* START *

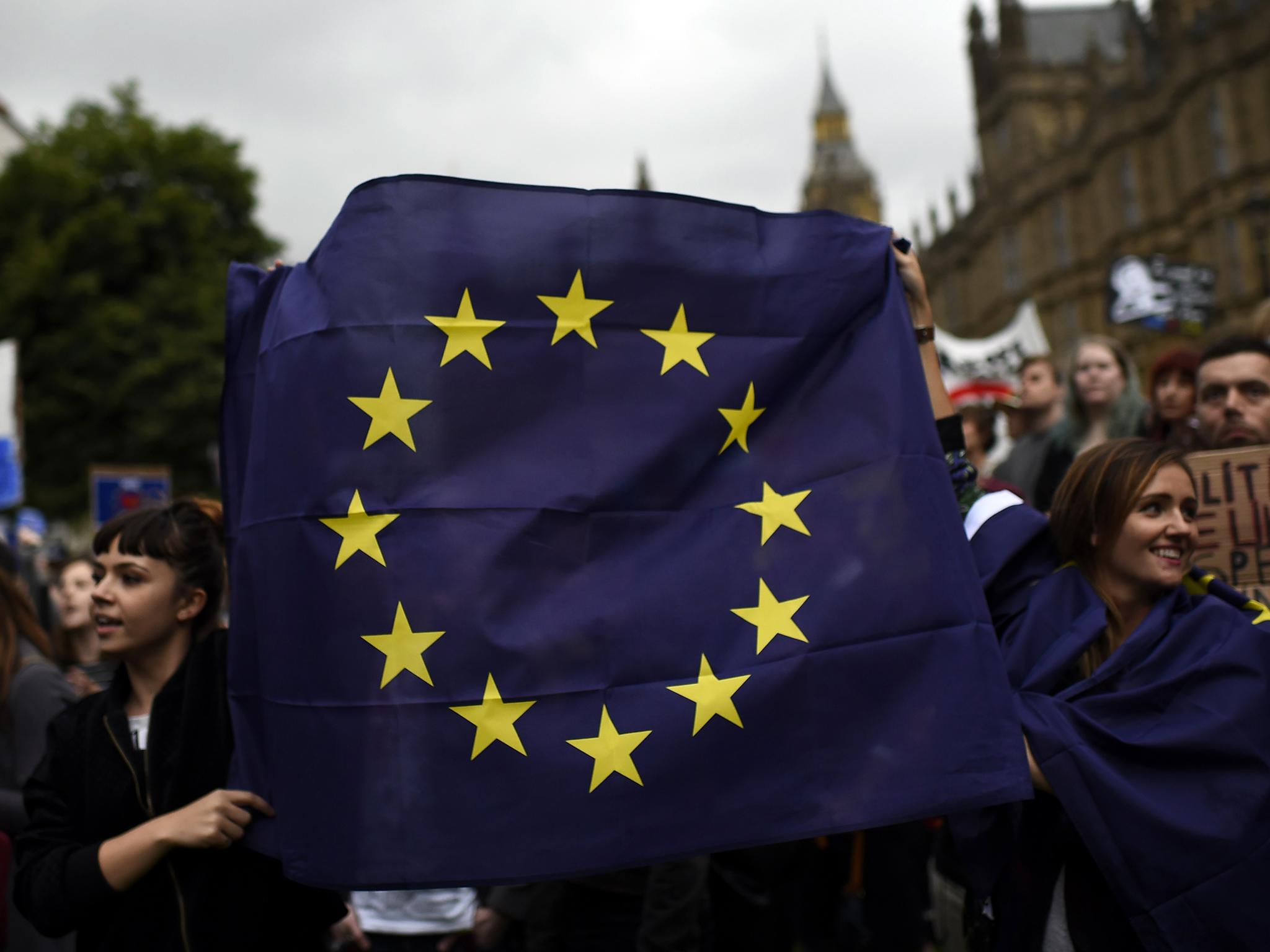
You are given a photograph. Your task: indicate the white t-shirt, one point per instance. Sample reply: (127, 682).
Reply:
(415, 912)
(139, 726)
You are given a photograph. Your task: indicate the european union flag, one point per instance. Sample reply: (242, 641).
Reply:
(580, 530)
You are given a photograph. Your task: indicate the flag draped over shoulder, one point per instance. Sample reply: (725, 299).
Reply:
(1160, 759)
(579, 530)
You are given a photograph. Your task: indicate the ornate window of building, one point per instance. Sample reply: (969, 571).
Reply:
(1062, 247)
(1231, 266)
(1217, 131)
(1071, 322)
(1011, 260)
(1129, 193)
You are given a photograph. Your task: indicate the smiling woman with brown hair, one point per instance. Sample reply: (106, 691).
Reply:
(1141, 690)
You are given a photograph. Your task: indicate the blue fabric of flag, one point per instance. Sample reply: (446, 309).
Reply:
(569, 518)
(1160, 759)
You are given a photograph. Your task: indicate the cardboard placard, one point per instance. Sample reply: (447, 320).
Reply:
(1233, 519)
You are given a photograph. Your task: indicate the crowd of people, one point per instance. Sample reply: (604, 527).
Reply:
(117, 730)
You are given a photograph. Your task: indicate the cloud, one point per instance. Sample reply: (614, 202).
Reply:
(327, 94)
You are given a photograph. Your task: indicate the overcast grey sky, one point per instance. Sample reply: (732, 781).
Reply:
(326, 94)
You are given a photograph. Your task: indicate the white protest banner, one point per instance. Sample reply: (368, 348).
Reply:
(981, 369)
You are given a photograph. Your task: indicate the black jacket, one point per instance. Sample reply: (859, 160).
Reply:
(93, 785)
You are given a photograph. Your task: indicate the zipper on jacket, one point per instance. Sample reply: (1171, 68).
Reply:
(148, 805)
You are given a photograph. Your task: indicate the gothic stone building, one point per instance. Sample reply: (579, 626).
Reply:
(1105, 133)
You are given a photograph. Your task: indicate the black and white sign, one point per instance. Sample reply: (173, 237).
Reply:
(1158, 295)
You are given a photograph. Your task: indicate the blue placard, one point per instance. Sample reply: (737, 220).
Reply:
(116, 491)
(11, 474)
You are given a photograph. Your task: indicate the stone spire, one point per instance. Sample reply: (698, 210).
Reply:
(643, 182)
(838, 178)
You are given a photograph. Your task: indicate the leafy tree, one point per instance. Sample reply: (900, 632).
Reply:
(115, 239)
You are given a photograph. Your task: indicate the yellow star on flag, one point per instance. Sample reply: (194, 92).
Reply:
(1263, 611)
(681, 345)
(465, 333)
(611, 751)
(494, 719)
(574, 311)
(778, 511)
(713, 696)
(358, 531)
(403, 649)
(741, 419)
(389, 413)
(771, 617)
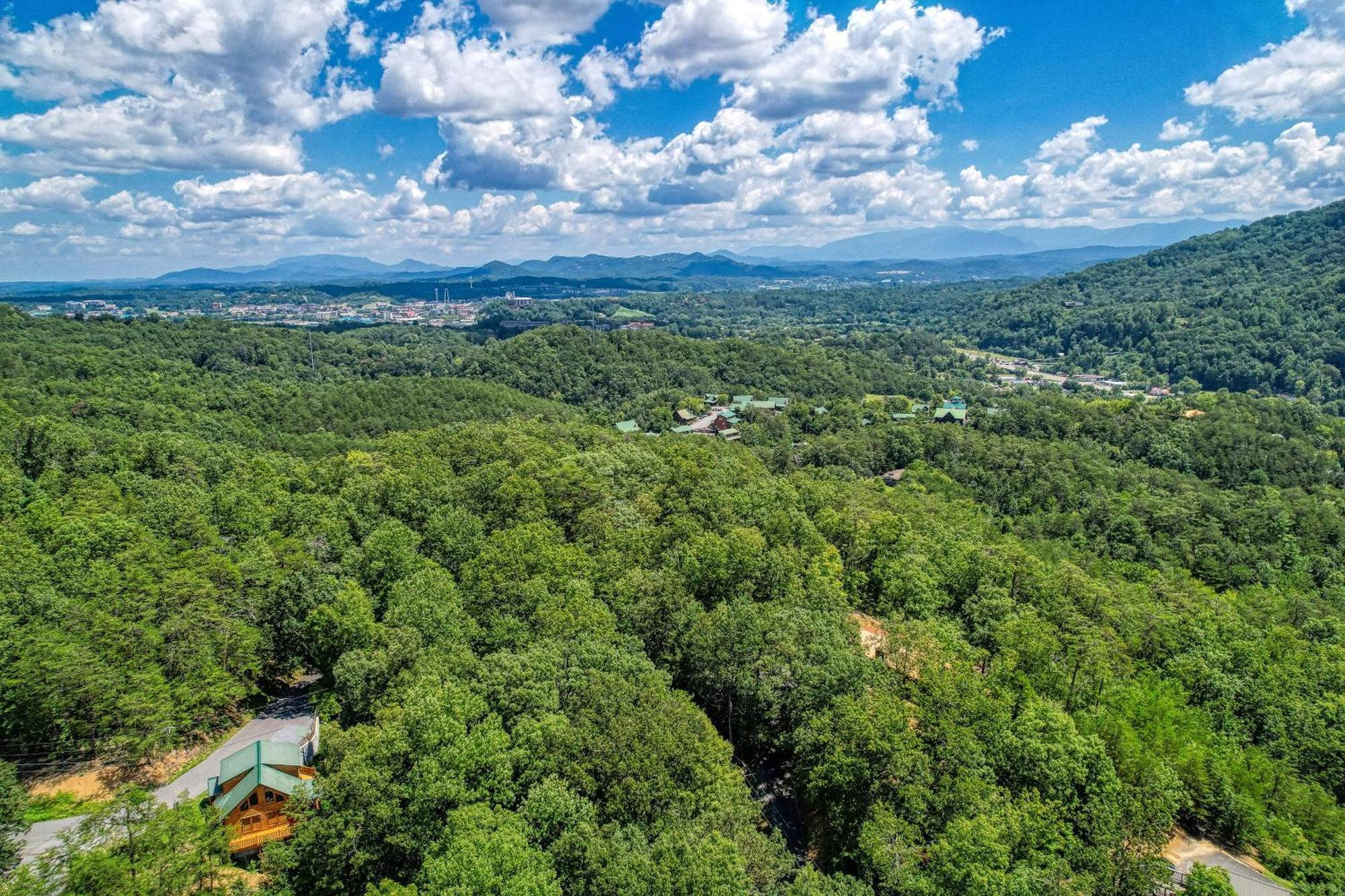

* END *

EXERCISE OBJECTIVE
Reproduce all of the entries above word for word, leaving out the pictures.

SOLUTION TO THE EXERCISE
You are given a photograph. Your task: indicate the white t-shirt, one point per instance. Sample reply: (127, 682).
Reply:
(415, 912)
(139, 726)
You are given a photograph. Your task: indicate the european union flag, one point per instance. Sample reply: (242, 641).
Reply:
(580, 530)
You are given a photograph. Your task: indicate the flag draped over shoulder, one point per instance. Sample reply: (725, 299).
Reply:
(1160, 759)
(579, 530)
You are given a photograph. Your task: indicate the ornate window of building, one point per instance. Sample reply: (969, 571).
Reply:
(1062, 247)
(1231, 266)
(1217, 131)
(1071, 322)
(1011, 260)
(1129, 193)
You are given a photograph. Your task: indicate the smiling woman with brown hair, one point per instance. Sample reply: (106, 691).
Reply:
(1141, 690)
You are given a photograph. Your task: indicate the blue fabric of flag, one point per instance. Sample reply: (446, 309).
Reply:
(569, 518)
(1160, 759)
You are given a photograph. Your task: indicate the cardboard placard, one point per instance. Sample reply: (447, 320).
Reply:
(1233, 519)
You are given a photograph. Your task: indicate the crowd of people, one point per instance. Sample reply: (604, 527).
Reply:
(117, 730)
You are given a photograph. Your task: indicate the cloud, one point per instance. Sample reply: (614, 202).
Reply:
(327, 94)
You are given a photograph. Your task: indicate the overcast grey sky, one point per instance. Sample reply: (732, 781).
Reply:
(326, 94)
You are given a photograph. Your task: indicate the white protest banner, one point per instance. Sample reply: (368, 348).
Reply:
(981, 369)
You are given a photograph. Your task: indicate the black jacket, one point per instance. Sample reply: (859, 160).
Reply:
(93, 785)
You are given a photograph. Your task: indicate the zipper on jacket, one point per instance. Sample reply: (1171, 68).
Reply:
(148, 805)
You are given a photograph. Your task: indicate the gothic stone building, one point per instance. Sample reply: (579, 626).
Reply:
(1105, 133)
You are given a photograph. Your task: indicate the black and white sign, one point per instance. Sample reply: (173, 237).
Reply:
(1158, 295)
You are given a photograph. Your task: indicate the blue placard, one point per instance. Sample reply: (737, 220).
Reply:
(116, 491)
(11, 474)
You are given a photograph. Your task: indicate the stone spire, one point per instance. Sample reply: (698, 210).
Reply:
(643, 182)
(838, 178)
You are given a photograph. Your task: indicate the leafy tree, one point per instance. Sample reply: (900, 632).
Reply:
(115, 239)
You are given a photograph. Your task: indicate the yellow star on flag, one point per instance. Sample reply: (194, 92).
Reply:
(1263, 611)
(681, 345)
(465, 333)
(611, 751)
(494, 719)
(574, 311)
(778, 511)
(713, 696)
(358, 531)
(403, 649)
(741, 419)
(389, 413)
(771, 617)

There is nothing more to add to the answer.